> Data lines
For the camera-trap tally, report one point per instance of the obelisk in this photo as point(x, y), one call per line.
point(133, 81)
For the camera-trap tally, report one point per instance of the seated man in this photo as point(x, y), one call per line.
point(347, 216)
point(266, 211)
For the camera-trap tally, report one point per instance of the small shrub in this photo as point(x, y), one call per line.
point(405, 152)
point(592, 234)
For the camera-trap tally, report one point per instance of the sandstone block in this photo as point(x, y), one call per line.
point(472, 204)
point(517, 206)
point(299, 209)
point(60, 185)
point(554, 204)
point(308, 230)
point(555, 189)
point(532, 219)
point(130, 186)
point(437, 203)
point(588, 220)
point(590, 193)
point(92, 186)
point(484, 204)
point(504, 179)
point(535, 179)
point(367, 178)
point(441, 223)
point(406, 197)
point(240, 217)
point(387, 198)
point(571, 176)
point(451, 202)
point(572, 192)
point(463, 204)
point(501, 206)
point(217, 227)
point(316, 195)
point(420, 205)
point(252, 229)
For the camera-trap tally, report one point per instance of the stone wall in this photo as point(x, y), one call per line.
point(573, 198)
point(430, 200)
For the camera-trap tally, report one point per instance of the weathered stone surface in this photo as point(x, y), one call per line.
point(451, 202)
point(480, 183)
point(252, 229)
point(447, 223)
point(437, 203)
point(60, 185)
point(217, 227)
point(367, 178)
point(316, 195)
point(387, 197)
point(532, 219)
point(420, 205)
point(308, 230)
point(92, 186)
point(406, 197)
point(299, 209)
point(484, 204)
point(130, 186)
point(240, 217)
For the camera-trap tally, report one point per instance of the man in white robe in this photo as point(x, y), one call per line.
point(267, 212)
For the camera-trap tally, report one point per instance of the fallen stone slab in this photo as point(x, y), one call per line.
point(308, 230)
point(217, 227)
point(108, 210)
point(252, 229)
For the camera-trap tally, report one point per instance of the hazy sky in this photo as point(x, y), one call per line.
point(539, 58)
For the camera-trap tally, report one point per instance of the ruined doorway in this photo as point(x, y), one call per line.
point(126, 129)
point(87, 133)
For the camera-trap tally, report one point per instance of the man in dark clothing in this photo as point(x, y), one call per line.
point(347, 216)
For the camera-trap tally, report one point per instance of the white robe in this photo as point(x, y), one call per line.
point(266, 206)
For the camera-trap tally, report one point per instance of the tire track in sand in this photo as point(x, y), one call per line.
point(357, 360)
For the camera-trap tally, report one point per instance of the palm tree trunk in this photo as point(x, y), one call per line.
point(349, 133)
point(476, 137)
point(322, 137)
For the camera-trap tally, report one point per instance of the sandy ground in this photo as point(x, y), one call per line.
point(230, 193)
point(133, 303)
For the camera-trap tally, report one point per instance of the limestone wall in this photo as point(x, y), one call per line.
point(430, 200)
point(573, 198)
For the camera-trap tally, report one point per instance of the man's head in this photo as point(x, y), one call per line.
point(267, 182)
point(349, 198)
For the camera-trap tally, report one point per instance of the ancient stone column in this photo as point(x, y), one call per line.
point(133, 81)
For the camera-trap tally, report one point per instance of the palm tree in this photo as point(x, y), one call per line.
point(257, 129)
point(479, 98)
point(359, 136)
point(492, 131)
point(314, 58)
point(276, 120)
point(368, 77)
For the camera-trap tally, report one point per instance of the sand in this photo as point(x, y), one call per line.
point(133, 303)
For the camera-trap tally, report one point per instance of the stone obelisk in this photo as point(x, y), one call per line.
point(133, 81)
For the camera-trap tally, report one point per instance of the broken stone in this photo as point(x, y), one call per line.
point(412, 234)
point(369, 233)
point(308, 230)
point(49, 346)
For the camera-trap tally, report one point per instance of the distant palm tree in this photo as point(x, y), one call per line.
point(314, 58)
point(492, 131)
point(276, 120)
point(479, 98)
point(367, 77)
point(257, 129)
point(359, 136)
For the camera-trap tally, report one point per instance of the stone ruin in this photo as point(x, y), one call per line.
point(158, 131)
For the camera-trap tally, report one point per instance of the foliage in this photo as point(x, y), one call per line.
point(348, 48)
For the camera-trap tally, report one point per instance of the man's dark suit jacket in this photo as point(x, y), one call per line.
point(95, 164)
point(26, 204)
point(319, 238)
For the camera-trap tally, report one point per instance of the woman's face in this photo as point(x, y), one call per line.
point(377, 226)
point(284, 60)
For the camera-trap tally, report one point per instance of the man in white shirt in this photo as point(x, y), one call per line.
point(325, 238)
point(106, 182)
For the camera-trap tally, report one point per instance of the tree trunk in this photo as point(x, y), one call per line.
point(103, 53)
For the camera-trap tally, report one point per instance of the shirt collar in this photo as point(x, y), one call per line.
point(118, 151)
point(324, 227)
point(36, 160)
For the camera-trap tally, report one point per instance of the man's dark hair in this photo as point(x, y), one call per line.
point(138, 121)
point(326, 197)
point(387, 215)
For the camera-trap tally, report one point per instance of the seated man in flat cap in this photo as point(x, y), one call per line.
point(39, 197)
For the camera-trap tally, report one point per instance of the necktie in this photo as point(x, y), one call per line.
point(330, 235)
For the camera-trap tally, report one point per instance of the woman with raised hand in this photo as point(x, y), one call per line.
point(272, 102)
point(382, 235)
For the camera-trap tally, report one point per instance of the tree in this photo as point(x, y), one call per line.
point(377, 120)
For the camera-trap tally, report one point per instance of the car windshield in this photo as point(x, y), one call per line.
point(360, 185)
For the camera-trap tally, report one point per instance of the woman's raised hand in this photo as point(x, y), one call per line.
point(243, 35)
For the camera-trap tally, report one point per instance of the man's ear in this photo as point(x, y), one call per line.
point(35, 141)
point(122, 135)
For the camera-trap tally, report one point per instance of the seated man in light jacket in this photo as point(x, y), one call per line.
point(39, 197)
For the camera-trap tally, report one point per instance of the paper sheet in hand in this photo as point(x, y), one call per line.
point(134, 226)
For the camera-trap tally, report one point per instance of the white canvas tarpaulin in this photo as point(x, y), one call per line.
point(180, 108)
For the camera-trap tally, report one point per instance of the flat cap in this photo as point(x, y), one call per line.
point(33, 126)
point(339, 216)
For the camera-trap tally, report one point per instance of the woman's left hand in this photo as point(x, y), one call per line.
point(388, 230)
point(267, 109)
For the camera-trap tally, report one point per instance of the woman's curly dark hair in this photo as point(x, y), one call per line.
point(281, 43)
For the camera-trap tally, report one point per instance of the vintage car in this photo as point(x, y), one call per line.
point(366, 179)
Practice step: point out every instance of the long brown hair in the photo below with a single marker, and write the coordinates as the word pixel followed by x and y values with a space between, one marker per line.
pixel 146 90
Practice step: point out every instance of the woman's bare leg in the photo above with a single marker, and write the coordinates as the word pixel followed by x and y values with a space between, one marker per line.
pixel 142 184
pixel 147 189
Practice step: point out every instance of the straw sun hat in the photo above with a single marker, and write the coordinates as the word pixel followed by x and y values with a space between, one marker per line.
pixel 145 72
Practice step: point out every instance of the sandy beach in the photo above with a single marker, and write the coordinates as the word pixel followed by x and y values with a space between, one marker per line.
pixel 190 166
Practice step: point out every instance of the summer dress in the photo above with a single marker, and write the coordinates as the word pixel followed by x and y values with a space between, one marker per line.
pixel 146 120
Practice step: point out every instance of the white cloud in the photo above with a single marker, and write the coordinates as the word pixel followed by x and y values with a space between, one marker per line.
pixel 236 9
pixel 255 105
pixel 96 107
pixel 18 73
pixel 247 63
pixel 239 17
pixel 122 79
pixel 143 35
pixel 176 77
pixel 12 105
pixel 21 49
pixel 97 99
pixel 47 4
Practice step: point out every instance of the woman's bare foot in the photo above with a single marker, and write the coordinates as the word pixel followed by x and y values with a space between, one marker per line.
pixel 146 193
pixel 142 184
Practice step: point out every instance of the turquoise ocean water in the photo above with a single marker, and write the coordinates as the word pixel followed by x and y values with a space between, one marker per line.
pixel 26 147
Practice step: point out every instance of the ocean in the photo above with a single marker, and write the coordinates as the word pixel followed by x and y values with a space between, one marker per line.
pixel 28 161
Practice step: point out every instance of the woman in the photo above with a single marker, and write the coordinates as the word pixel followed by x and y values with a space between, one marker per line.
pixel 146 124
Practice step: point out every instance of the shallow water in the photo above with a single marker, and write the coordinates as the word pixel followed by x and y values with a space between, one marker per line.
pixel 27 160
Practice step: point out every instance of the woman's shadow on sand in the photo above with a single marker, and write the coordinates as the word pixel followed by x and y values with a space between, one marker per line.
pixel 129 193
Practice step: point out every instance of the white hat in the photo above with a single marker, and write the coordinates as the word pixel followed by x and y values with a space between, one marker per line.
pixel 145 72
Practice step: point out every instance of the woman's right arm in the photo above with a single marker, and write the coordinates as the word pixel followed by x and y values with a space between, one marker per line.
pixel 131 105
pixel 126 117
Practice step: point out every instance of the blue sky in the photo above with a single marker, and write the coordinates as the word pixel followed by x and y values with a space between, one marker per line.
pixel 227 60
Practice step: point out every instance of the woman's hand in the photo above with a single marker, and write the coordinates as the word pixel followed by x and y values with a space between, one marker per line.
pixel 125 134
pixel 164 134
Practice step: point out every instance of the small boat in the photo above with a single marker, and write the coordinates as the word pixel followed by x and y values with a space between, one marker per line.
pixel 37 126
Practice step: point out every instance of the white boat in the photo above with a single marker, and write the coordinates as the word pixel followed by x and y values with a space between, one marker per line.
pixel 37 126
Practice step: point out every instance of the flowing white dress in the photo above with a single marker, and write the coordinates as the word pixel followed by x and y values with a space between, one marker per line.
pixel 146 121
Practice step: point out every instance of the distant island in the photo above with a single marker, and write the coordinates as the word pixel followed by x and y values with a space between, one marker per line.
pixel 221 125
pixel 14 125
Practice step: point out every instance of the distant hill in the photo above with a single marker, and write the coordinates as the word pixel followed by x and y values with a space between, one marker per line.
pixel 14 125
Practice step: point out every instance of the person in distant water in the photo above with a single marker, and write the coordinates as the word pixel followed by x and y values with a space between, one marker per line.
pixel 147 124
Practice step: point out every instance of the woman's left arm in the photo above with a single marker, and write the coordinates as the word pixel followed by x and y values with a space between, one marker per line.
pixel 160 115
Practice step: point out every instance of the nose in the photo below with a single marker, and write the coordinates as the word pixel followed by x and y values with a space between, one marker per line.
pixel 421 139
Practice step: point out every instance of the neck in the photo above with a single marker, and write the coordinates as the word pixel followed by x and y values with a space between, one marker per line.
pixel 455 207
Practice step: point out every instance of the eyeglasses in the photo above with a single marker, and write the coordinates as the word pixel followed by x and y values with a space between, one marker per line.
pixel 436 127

> Job
Could you arrange the data from the line with "the small shrub" up to and including the line with "point(592, 234)" as a numbered list, omitting any blank lines?

> Answer to this problem
1. For the camera-trap tally, report one point per instance of the small shrub in this photo as point(x, y), one call per line.
2. point(405, 152)
3. point(592, 234)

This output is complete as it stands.